[Work to do]: Print the lines of the material below exactly as they appear, from the line containing "Practice step: label each instance of the parked" through the end of the material.

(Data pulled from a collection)
═══
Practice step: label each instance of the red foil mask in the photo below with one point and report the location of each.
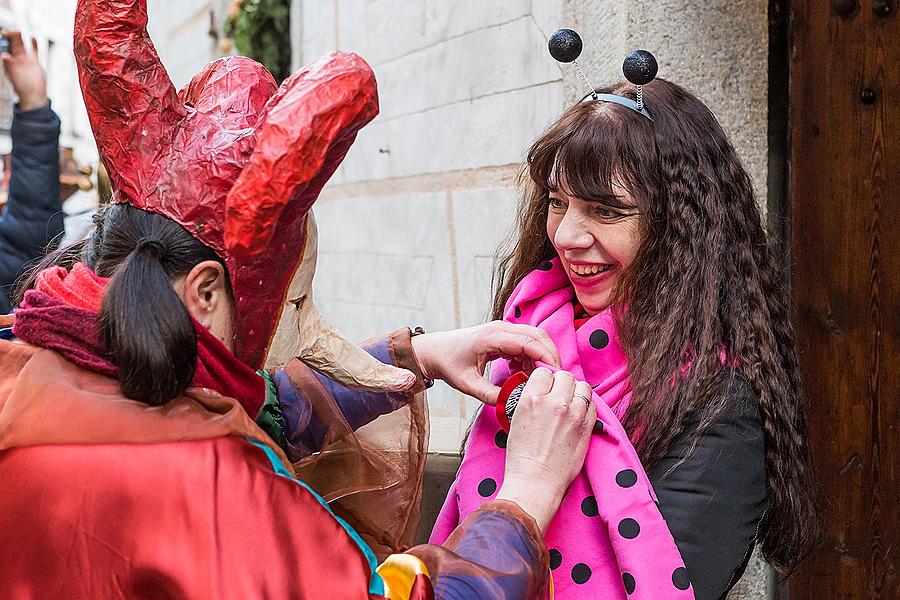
(233, 158)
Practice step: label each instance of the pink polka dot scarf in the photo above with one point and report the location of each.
(608, 539)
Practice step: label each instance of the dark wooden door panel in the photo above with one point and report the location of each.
(845, 243)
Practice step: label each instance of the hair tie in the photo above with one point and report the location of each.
(155, 245)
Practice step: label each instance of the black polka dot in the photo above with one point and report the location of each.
(680, 579)
(599, 339)
(555, 558)
(628, 580)
(487, 487)
(589, 506)
(628, 528)
(626, 478)
(501, 438)
(581, 573)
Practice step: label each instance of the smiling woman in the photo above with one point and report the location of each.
(640, 251)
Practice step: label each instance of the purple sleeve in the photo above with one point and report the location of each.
(497, 553)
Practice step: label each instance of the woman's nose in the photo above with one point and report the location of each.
(572, 233)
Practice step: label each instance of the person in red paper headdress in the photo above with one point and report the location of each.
(145, 455)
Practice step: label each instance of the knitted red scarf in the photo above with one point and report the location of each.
(61, 314)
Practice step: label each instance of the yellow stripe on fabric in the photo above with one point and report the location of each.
(399, 573)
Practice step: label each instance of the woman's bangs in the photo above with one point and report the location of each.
(585, 161)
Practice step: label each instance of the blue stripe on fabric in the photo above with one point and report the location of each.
(377, 584)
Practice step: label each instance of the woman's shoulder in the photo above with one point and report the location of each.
(735, 403)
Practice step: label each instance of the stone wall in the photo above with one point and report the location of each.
(411, 222)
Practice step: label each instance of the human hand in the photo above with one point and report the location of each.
(24, 72)
(459, 357)
(547, 442)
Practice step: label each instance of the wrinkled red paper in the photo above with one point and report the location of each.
(233, 158)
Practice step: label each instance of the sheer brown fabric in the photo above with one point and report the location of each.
(371, 477)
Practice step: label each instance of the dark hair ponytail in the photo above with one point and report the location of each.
(145, 326)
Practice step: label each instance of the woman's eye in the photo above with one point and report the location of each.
(556, 203)
(608, 213)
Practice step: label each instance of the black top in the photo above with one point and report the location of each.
(713, 501)
(33, 217)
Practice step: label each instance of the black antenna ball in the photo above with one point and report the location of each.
(565, 45)
(640, 67)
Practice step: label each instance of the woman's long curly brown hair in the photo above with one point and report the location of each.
(703, 282)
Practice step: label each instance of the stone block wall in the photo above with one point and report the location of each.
(410, 223)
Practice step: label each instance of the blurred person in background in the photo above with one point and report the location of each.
(32, 219)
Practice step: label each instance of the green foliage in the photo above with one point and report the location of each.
(262, 31)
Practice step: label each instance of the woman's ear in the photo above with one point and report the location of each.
(204, 292)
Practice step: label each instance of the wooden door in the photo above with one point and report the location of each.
(844, 200)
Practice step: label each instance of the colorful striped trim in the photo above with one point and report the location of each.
(377, 584)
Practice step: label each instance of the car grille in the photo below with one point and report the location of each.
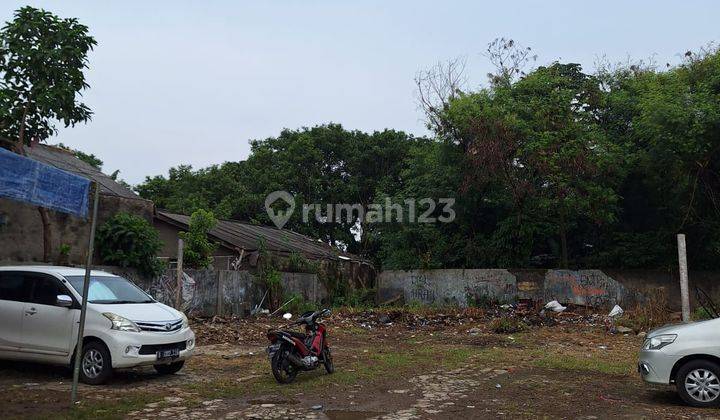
(154, 348)
(166, 326)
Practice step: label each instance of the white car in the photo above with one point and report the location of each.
(687, 355)
(125, 327)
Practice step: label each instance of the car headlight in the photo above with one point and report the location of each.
(659, 341)
(120, 323)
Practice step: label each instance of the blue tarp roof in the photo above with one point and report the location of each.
(30, 181)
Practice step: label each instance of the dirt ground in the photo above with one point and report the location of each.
(389, 365)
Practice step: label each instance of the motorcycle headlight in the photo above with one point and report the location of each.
(121, 323)
(659, 341)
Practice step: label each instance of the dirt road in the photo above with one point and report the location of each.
(389, 370)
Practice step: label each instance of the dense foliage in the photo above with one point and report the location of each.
(42, 63)
(554, 167)
(199, 249)
(130, 241)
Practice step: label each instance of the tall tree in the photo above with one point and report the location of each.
(42, 64)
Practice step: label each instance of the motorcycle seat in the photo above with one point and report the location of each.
(301, 336)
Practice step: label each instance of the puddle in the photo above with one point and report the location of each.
(350, 415)
(272, 400)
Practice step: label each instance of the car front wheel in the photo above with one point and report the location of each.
(698, 383)
(95, 364)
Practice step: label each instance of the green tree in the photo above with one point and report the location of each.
(198, 247)
(42, 63)
(88, 158)
(127, 240)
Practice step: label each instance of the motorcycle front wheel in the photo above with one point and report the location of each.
(327, 361)
(283, 371)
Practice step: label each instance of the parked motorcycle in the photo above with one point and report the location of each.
(291, 352)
═══
[Answer]:
Practice step: label each instance of the parked motorcycle in the photo above with one point and report the location of each.
(291, 352)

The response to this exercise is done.